── Selected passage

There are guys with more experience than me here for sure. I've learned a great deal from them and also from the Penn State publication Fruit Production for the Home Gardener, and SLN's guide to apple tree care. I can relate what I've done at my camp and the results.
Generally - for wildlife plantings ( and small-scale operations ) - the shape you want to achieve is like a Christmas tree. Narrow at the top and wider at the bottom. The reason is good sunlight exposure to all limb levels and good air flow to keep diseases from setting up shop in your trees. Most guides I've read ( and advice I've gotten on here ) say to pick a central leader. You want to pick the most vigorous vertical shoot and prune off any other shoots that are competing with it. ( On your pic of the Wolf River, I'd prune off the competing shoot on the right in your pics - the skinnier one of the 2 major vertical shoots. ) This will give more strength to the chosen " leader " and it will grow higher, faster.
The one you have labelled "Different tree" - I'd prune off the shoot veering to the right of the straight central trunk ( leader ) because it's competing with the main trunk in "reaching for the sky". Your tree are still pretty young, so letting the rest of the limbs on the trees for this summer wouldn't be a big problem - IMO - so the trees can have more leaf surface to soak up the sun and build your root systems. Next winter, I'd take a closer look at shaping the trees. You can't get to the final shape of your trees in a year or 2 - it takes a little pruning each year and using limb spacers, clothes pins, or limb tie-downs to get a finished tree. I would prune off any of those small, spindly horizontal shoots that are lower down the trunks though. They'll just eat up nourishment that the rest of the trees can use to grow taller.

────
── Information shown

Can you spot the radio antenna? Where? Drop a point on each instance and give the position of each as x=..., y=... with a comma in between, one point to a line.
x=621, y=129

────
── Information shown

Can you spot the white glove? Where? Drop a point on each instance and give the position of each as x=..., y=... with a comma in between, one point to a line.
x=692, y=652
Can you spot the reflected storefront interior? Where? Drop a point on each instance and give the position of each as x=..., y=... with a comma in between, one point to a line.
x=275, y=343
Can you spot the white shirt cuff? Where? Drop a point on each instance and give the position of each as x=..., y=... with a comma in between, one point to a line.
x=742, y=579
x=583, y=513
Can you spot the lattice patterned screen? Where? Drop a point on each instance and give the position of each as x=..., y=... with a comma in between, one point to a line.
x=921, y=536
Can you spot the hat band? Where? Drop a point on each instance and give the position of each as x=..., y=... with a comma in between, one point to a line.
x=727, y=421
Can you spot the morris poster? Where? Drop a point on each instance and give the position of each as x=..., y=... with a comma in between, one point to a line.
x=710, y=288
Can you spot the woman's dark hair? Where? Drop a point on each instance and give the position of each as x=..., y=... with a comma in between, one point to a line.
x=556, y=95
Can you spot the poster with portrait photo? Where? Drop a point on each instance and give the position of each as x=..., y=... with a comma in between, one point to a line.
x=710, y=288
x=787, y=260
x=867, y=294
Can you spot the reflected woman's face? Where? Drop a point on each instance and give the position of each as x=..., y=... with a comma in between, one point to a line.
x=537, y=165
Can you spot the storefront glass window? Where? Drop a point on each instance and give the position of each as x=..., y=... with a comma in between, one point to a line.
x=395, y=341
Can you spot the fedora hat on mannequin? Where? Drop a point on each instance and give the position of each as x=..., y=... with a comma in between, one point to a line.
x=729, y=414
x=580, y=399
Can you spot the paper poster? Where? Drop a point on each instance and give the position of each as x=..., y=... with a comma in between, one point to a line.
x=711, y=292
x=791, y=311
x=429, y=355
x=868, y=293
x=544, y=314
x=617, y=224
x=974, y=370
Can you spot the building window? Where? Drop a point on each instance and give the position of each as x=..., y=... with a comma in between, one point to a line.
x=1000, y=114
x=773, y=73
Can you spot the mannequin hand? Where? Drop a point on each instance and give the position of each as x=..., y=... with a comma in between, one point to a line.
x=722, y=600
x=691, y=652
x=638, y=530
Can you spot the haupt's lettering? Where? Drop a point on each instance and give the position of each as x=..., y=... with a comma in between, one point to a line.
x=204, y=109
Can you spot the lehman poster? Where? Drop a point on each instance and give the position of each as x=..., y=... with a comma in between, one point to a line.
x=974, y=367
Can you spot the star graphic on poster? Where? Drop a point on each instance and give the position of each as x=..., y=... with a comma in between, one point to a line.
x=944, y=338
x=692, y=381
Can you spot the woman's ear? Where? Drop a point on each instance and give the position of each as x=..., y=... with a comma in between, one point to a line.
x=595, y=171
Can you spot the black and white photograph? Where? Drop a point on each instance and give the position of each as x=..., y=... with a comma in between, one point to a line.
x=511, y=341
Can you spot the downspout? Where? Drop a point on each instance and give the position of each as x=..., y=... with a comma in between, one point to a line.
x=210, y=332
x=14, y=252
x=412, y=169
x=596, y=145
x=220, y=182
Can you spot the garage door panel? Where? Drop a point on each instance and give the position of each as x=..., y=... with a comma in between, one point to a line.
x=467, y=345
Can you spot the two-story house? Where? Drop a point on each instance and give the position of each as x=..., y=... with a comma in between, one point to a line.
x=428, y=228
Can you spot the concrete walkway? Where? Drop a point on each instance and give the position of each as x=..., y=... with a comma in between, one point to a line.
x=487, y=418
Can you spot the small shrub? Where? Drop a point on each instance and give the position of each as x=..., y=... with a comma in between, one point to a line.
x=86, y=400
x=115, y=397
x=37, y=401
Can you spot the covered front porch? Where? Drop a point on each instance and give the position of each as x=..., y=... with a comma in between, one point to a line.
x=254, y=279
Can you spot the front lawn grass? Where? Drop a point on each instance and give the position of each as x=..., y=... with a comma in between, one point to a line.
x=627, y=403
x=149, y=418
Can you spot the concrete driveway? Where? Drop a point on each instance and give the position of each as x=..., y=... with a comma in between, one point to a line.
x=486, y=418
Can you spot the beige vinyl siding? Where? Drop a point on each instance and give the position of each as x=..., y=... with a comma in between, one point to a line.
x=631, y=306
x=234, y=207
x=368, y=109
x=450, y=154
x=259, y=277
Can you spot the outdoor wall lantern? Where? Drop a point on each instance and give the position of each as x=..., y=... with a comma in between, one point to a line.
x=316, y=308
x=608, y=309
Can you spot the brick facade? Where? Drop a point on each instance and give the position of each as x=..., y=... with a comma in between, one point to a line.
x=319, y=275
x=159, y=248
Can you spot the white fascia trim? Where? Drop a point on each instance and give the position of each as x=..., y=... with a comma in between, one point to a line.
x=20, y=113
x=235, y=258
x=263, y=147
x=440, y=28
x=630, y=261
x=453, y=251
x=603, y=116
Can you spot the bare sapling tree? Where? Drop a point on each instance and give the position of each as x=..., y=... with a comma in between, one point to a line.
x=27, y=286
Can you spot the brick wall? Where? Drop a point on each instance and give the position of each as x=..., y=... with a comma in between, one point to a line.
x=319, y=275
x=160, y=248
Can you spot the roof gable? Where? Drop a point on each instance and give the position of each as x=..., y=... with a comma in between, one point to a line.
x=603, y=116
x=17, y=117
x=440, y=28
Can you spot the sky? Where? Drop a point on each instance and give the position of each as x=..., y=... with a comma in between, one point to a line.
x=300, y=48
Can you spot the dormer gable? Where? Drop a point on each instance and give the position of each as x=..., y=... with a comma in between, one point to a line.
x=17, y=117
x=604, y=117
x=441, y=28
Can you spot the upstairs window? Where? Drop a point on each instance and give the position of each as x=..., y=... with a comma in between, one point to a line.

────
── Information shown

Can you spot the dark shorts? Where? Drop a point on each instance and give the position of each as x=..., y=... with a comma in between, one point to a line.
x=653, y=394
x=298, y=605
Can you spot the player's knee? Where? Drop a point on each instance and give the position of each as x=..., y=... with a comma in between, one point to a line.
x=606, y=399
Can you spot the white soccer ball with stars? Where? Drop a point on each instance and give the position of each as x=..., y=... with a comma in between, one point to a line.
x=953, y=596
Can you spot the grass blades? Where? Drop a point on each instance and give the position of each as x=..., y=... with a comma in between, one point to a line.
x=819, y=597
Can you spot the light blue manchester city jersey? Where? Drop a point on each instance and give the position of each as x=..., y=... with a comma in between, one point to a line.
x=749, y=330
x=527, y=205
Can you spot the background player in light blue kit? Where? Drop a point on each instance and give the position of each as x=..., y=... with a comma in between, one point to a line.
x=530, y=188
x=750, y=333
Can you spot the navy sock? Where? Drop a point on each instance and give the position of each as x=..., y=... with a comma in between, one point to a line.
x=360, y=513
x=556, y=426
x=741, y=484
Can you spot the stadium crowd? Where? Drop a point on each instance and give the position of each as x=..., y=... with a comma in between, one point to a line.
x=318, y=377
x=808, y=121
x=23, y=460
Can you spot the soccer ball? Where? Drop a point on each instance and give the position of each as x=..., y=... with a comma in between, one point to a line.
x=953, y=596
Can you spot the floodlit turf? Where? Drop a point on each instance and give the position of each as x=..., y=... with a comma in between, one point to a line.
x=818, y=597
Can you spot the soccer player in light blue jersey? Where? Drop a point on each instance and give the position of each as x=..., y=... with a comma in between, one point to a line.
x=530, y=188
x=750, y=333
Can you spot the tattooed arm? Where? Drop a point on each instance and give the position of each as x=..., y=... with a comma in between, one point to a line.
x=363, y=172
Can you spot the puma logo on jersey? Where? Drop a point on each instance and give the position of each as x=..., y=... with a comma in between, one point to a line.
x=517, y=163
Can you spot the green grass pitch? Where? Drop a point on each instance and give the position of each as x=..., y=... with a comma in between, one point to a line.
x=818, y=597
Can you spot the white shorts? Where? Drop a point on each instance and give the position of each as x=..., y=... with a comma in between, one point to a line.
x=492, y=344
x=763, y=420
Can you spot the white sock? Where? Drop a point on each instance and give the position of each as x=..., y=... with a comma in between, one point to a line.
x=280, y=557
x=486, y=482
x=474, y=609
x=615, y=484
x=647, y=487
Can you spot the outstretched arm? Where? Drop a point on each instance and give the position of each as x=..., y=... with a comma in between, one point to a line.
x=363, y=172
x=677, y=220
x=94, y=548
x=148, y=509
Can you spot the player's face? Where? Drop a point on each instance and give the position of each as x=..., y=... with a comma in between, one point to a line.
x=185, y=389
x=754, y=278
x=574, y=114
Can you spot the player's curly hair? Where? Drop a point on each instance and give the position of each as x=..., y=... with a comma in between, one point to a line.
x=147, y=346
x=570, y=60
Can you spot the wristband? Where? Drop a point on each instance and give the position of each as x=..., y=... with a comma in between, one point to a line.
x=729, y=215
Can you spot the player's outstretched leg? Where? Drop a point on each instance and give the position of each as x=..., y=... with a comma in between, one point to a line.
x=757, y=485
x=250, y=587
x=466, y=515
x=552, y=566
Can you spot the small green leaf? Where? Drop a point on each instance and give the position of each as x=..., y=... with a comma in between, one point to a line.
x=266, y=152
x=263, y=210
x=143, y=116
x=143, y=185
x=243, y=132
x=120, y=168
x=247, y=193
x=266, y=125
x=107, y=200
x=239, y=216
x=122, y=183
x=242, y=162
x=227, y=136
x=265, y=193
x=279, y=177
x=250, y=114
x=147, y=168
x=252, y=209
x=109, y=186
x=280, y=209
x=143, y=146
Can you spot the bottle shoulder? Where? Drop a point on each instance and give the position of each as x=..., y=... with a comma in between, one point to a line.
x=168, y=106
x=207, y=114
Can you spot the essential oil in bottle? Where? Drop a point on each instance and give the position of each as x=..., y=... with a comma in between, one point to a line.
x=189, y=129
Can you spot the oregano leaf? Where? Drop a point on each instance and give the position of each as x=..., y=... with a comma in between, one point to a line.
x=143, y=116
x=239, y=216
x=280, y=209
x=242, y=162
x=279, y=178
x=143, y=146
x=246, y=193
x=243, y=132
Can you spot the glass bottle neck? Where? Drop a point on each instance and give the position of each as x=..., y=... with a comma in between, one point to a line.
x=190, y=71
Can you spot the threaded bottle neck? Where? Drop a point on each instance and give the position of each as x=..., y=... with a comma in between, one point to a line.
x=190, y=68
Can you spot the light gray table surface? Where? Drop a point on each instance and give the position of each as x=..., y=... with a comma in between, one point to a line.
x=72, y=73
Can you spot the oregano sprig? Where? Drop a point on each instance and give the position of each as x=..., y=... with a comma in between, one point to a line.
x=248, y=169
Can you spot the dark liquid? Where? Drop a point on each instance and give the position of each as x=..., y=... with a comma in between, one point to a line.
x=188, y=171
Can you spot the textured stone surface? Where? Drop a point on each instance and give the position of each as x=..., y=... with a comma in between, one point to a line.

────

== Problem 1 ==
From the apple tree pruning advice, list every item it names for shaping a tree over time.
== Problem 2 ==
Answer these questions about the apple tree pruning advice:
(a) What shape should the trees take?
(b) Which shoot should be chosen as the central leader?
(c) Why remove the small, spindly horizontal shoots lower on the trunks?
== Problem 3 ==
Print the apple tree pruning advice from "Generally - for" up to and including "grow higher, faster.".

== Written reply 1 ==
- limb spacers
- clothes pins
- limb tie-downs

== Written reply 2 ==
(a) The shape of a Christmas tree, narrow at the top and wider at the bottom.
(b) The most vigorous vertical shoot.
(c) They use up nourishment that the rest of the tree could use to grow taller.

== Written reply 3 ==
Generally - for wildlife plantings ( and small-scale operations ) - the shape you want to achieve is like a Christmas tree. Narrow at the top and wider at the bottom. The reason is good sunlight exposure to all limb levels and good air flow to keep diseases from setting up shop in your trees. Most guides I've read ( and advice I've gotten on here ) say to pick a central leader. You want to pick the most vigorous vertical shoot and prune off any other shoots that are competing with it. ( On your pic of the Wolf River, I'd prune off the competing shoot on the right in your pics - the skinnier one of the 2 major vertical shoots. ) This will give more strength to the chosen " leader " and it will grow higher, faster.